» TASK TO CARRY OUT
Print the lines below, starting with the line that contains "rough mask: <svg" and running through the end of the records, with both ends included. Reproduce each line character for character.

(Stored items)
———
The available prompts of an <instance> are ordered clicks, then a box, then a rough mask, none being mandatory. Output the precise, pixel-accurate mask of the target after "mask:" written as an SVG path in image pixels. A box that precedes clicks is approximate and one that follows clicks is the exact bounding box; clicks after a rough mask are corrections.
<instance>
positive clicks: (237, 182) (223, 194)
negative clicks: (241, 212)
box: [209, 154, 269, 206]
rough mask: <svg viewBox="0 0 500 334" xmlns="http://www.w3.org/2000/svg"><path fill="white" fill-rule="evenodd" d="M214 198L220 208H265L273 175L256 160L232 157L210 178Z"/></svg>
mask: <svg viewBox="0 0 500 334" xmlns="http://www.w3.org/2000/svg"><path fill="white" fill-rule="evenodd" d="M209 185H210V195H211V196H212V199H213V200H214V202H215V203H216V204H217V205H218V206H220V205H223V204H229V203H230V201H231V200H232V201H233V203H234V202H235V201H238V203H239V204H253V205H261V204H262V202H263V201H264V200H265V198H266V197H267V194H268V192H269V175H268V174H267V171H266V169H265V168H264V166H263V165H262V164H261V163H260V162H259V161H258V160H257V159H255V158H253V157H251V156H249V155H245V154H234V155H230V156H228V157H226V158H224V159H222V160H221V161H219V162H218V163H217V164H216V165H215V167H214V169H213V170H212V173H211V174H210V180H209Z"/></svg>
———
» ANSWER SECTION
rough mask: <svg viewBox="0 0 500 334" xmlns="http://www.w3.org/2000/svg"><path fill="white" fill-rule="evenodd" d="M214 198L220 208H265L273 175L256 160L232 157L210 178Z"/></svg>
mask: <svg viewBox="0 0 500 334" xmlns="http://www.w3.org/2000/svg"><path fill="white" fill-rule="evenodd" d="M209 185H210V195H211V196H212V199H213V200H214V202H215V203H216V204H217V205H218V206H220V205H223V204H229V203H230V201H231V200H232V201H233V203H234V202H235V201H238V203H239V204H253V205H261V204H262V202H263V201H264V200H265V198H266V197H267V194H268V192H269V175H268V174H267V171H266V169H265V168H264V166H263V165H262V164H261V163H260V162H259V161H258V160H257V159H255V158H253V157H251V156H249V155H245V154H234V155H230V156H228V157H226V158H224V159H222V160H221V161H219V162H218V163H217V164H216V165H215V167H214V169H213V170H212V173H211V174H210V180H209Z"/></svg>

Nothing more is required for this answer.